Given data —
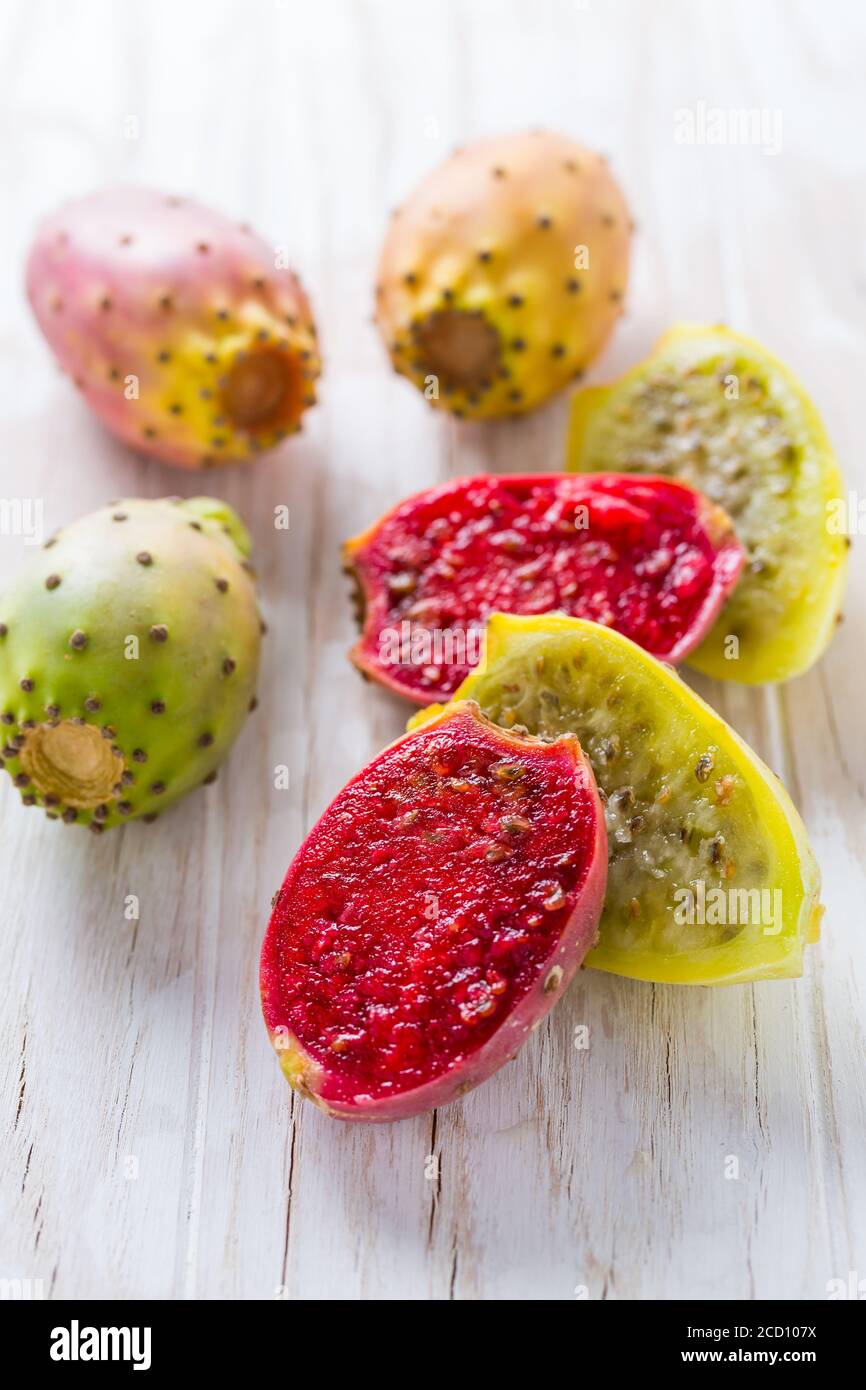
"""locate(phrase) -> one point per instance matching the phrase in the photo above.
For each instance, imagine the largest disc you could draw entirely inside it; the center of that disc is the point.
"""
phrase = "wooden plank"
(152, 1147)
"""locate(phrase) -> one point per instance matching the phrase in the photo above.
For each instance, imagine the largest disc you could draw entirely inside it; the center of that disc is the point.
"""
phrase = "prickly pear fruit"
(711, 876)
(433, 916)
(719, 412)
(128, 659)
(651, 558)
(502, 275)
(175, 325)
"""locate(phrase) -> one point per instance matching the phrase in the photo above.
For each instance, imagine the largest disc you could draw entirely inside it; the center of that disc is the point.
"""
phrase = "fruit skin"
(128, 734)
(788, 599)
(647, 734)
(387, 887)
(670, 559)
(477, 284)
(141, 292)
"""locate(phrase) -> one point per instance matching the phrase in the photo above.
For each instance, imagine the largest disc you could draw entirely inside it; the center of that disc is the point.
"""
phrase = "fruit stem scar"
(71, 762)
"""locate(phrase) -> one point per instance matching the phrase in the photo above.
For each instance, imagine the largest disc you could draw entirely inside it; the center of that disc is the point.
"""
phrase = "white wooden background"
(149, 1144)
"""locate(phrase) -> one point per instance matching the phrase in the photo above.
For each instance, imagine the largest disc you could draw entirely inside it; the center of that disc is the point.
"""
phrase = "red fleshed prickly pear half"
(651, 558)
(174, 324)
(433, 916)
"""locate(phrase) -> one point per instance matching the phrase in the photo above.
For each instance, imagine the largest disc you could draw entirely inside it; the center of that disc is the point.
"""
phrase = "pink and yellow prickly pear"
(175, 324)
(502, 275)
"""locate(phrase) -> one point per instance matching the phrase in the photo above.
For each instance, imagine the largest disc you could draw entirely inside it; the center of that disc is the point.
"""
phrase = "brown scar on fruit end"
(71, 762)
(458, 348)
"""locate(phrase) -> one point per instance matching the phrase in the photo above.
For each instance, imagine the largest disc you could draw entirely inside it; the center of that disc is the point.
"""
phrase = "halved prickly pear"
(719, 412)
(503, 274)
(128, 659)
(711, 876)
(177, 324)
(647, 556)
(433, 916)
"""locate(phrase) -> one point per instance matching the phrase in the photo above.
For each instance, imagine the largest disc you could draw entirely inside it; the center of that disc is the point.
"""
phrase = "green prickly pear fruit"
(503, 274)
(128, 659)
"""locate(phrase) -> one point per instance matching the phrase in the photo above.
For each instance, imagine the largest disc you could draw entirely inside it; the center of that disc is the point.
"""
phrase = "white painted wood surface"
(149, 1144)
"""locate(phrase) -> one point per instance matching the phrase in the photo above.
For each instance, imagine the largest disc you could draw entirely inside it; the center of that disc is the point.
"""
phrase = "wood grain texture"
(149, 1144)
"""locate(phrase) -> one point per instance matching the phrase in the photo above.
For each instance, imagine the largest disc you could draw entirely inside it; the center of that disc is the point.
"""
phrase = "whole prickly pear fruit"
(128, 659)
(175, 325)
(502, 275)
(433, 916)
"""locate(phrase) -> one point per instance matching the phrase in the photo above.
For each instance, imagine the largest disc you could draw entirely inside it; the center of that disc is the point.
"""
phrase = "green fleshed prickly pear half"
(503, 274)
(128, 659)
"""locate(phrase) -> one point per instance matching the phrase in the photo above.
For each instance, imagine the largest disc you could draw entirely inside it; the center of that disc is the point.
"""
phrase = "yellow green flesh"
(688, 805)
(716, 410)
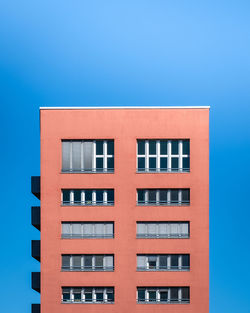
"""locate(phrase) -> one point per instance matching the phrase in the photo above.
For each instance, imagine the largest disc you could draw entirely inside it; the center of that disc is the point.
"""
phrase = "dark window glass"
(77, 196)
(110, 144)
(186, 163)
(99, 164)
(186, 260)
(164, 163)
(175, 148)
(174, 260)
(141, 164)
(174, 294)
(88, 196)
(175, 164)
(140, 194)
(174, 196)
(185, 293)
(99, 147)
(111, 163)
(88, 294)
(99, 261)
(152, 147)
(152, 296)
(141, 146)
(152, 164)
(141, 295)
(185, 195)
(163, 196)
(163, 296)
(99, 296)
(110, 194)
(163, 147)
(66, 196)
(88, 261)
(66, 261)
(185, 148)
(163, 261)
(99, 196)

Directions for this task — Write the records above out again exactly, with no pictures in your copy.

Answer space —
"""locate(phrase) -> one point per instance matching the phrase in the photo above.
For each instance, imagine the largest disc you could draw entirely inside it; the center of that disc is the point.
"""
phrase = "wooden plank"
(152, 1147)
"""locate(phrase) -> one point per instance matching the phrase in the photo above.
For each instance, imagine the largest disc you could draw entirely inside it; the center of that disc is the point.
"""
phrase = "prickly pear fruit"
(711, 876)
(433, 916)
(719, 412)
(128, 659)
(651, 558)
(502, 275)
(175, 325)
"""locate(phrase) -> one point per instance matching the phrase in the photo above.
For each instance, imagine the largest disc you could draw entirely inside it; the center of that disc is the point.
"""
phrase = "fruit skin"
(128, 734)
(788, 599)
(647, 734)
(387, 887)
(670, 559)
(477, 284)
(141, 292)
"""locate(phrase) -> one point per instance matching the phrase in the photo above.
For each instance, imagine the largest disc you could draw entirely inside it; the center of that disc is the point.
"""
phrase = "fruit stem scar"
(71, 762)
"""locate(phrase) -> one point per instance matching the phrase in the photo above.
For each instance, imagine the largest disc you could draw entirely inside it; the center of that disc is the point.
"""
phrase = "white wooden background"
(149, 1144)
"""locate(phrase) -> one point per instance matching the phrase in the photo above.
For each instance, imagine the largest disc you could draw entirely inside it; the center of that disc is the point.
"""
phrase = "red fleshed prickly pear half"
(651, 558)
(174, 324)
(433, 916)
"""locate(phrase) -> one point per instance matching the phrase in the photo above.
For each instance, imagine the largest disc you could draw entirely inside it; the center of that disc is the point.
"""
phrase = "pink and yellow prickly pear"
(175, 324)
(502, 275)
"""locate(phrase) -> one point per instance matching the phrase in the photo above.
For each instance, imagine the largest disc you could draw entirely inside it; the center of that disc is the point.
"""
phrase = "brown scar on fruit end"
(71, 762)
(458, 348)
"""locate(phrase) -> one point per instance matching the phrase in the photo above.
For each instance, imagine the largest disc you could draw entirely inside it; the center of that disc is the point.
"""
phrase = "halved prickly pear"
(719, 412)
(503, 274)
(128, 659)
(711, 876)
(177, 324)
(647, 556)
(433, 916)
"""locate(phrase) -> one point per instance matching the phrase in the photo above.
For each instance, imagine the largest disc you could draw entirely inside it; the center of that disc is the point.
"""
phrase = "green prickly pear fruit"
(503, 274)
(128, 659)
"""locate(phrase) -> one point per instance matching the phrase in the photo above.
For each instance, imagine the largest disc you could draw entirely inside it; the center of that disc is the point.
"""
phrase = "white painted wood surface"
(149, 1144)
"""locate(phrase) -> one point per instance matching the phrase in the photo above.
For each instance, imagine the largest disc you could draw entirely inside it; the center of that disc is the point.
"""
phrase = "wood grain texture"
(149, 1144)
"""locate(phrase) -> one point per instance matching the phrase in the photo above.
For each instance, imagine the largest disc you could draw entirely inside it; the center of that disc is the point.
"""
phrase = "whole prickly pear fruit"
(128, 659)
(175, 325)
(502, 275)
(433, 916)
"""locate(phrase) -> one point per instance matching the phrase in the photo above.
For each instance, imagine the largest disc you could draw entirely inside it; the center of that disc is the point.
"""
phrase = "green fleshed prickly pear half"
(503, 274)
(128, 659)
"""locate(phrase) -> one point per instance matching the phrase in the photo above.
For each instance, imagine the largest disc you could draw entirely inside it; the center of that disc is the point.
"""
phrase = "yellow green flesh"
(688, 805)
(716, 410)
"""locate(phrase) -> one point per instance matching the phrase in the photo above.
For each instance, imagine the largest disc you could draw entirely inside it; the center of that disc is the point.
"""
phrase = "dark window glass"
(77, 196)
(110, 144)
(186, 163)
(99, 164)
(186, 260)
(164, 163)
(175, 148)
(174, 260)
(141, 164)
(174, 294)
(88, 196)
(175, 164)
(140, 194)
(174, 196)
(185, 293)
(99, 147)
(111, 163)
(88, 294)
(99, 261)
(152, 147)
(152, 296)
(141, 146)
(152, 164)
(141, 295)
(185, 195)
(163, 196)
(163, 296)
(99, 296)
(110, 194)
(163, 147)
(66, 196)
(88, 261)
(66, 261)
(185, 148)
(163, 261)
(99, 196)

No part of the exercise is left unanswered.